#### PROVIDED INFORMATION:
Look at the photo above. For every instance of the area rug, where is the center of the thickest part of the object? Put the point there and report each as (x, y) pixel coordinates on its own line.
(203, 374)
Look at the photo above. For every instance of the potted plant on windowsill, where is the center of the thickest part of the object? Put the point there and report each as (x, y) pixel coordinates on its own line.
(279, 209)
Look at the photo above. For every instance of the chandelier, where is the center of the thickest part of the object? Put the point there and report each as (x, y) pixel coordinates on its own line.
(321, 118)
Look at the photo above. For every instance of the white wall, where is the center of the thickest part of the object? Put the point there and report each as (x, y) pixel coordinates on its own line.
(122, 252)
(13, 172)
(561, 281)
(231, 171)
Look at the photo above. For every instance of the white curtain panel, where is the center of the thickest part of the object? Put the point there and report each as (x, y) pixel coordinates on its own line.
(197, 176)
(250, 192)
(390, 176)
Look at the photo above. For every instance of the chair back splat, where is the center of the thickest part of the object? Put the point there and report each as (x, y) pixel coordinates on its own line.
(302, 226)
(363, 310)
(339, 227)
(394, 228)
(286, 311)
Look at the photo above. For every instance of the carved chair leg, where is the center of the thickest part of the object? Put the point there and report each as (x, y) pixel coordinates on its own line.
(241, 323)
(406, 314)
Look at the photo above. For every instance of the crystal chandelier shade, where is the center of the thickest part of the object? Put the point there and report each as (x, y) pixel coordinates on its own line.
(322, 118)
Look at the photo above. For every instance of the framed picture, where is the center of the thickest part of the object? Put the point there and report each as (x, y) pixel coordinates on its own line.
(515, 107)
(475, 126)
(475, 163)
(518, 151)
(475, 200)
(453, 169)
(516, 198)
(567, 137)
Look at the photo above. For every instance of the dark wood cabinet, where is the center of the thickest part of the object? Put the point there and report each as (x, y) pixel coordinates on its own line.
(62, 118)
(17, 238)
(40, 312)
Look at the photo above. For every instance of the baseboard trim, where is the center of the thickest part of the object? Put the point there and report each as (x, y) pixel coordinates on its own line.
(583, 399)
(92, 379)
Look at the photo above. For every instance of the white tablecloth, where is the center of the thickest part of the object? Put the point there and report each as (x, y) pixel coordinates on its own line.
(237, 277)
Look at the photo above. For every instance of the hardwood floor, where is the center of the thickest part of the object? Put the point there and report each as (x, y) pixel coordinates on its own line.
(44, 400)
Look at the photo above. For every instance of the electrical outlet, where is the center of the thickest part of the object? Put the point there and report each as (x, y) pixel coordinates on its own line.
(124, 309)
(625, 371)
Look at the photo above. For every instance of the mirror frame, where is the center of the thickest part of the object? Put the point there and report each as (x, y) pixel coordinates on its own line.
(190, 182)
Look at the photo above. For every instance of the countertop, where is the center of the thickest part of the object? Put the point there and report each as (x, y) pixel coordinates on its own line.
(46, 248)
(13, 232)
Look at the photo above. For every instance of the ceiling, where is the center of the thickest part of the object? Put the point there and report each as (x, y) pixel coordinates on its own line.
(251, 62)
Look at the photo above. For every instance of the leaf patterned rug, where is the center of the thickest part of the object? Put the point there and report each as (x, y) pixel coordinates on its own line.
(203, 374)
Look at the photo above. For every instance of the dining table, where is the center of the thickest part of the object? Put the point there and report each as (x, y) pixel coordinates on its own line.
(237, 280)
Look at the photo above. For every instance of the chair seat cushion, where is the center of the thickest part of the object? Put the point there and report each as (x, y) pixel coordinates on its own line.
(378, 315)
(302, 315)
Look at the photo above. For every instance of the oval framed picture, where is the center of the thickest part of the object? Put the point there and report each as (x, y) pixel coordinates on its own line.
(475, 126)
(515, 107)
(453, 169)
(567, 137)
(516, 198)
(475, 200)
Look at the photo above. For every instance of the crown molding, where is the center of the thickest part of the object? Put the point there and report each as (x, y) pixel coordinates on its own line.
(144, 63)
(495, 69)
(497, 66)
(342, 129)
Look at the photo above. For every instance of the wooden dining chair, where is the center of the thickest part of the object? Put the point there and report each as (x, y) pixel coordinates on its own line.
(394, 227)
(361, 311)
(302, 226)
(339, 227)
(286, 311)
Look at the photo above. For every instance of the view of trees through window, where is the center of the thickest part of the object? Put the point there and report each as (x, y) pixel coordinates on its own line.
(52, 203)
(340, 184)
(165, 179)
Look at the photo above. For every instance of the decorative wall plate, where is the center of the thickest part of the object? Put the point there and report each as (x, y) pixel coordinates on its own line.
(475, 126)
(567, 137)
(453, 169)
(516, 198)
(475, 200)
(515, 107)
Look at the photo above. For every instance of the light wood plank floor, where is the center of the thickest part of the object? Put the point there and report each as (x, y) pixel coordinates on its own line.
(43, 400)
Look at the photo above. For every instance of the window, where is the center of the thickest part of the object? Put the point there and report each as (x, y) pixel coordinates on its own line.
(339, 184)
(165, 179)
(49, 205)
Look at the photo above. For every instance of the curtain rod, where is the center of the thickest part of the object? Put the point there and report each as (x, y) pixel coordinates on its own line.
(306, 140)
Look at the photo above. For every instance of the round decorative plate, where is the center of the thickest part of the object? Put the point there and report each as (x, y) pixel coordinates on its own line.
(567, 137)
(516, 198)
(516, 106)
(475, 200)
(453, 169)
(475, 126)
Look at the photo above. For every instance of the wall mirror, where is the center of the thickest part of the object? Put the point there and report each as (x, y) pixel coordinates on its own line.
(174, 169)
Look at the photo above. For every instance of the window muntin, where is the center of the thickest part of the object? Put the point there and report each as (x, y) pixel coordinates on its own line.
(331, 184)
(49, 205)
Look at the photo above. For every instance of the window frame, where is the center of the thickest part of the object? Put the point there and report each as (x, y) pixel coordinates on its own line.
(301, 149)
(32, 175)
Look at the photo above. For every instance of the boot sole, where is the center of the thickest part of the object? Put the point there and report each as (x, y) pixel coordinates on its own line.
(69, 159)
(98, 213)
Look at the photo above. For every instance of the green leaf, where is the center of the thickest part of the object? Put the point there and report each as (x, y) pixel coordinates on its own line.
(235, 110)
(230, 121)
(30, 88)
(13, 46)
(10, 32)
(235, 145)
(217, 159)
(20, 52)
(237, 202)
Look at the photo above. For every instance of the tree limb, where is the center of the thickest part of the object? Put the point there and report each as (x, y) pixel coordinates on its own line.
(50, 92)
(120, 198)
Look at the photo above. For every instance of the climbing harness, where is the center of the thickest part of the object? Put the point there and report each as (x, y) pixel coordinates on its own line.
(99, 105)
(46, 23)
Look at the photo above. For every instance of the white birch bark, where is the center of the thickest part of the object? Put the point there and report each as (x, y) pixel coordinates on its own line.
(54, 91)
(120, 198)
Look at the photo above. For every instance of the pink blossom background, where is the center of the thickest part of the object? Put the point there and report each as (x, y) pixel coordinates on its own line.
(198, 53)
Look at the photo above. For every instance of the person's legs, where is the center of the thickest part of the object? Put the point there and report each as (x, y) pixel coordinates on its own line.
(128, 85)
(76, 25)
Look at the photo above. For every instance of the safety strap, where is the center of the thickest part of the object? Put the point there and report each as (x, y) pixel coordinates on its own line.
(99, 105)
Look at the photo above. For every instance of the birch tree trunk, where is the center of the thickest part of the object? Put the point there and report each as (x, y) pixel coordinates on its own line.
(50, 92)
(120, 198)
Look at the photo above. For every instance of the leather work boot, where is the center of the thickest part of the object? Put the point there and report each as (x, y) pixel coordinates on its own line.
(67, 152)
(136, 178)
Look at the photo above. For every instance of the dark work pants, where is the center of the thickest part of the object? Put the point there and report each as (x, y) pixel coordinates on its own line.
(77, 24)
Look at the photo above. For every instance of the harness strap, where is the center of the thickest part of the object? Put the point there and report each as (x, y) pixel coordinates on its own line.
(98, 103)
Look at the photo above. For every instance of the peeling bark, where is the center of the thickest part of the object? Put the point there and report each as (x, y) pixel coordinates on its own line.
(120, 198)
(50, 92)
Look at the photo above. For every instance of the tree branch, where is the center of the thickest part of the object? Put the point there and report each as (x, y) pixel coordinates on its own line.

#### WHAT IS REQUIRED:
Exactly the lines from the one with "Look at the photo above. For every instance of the harness" through the end of the entries, both included, should be written out, and no others.

#### WRITTEN ANSWER:
Look at the photo above. For every instance of the harness strap, where is the center of the thickest part of the object? Put the point there and report each as (x, y) pixel coordinates on its own line.
(98, 103)
Look at the photo above. For every instance of the peeling bark, where is the center of the thickest part of the object? Put the point there and report each as (x, y) pixel coordinates on its own line.
(120, 198)
(50, 92)
Look at the photo above. For every instance of the tree branch, where is the center of the thickest part of the object? Put the point there and report each as (x, y) pixel coordinates on its own line.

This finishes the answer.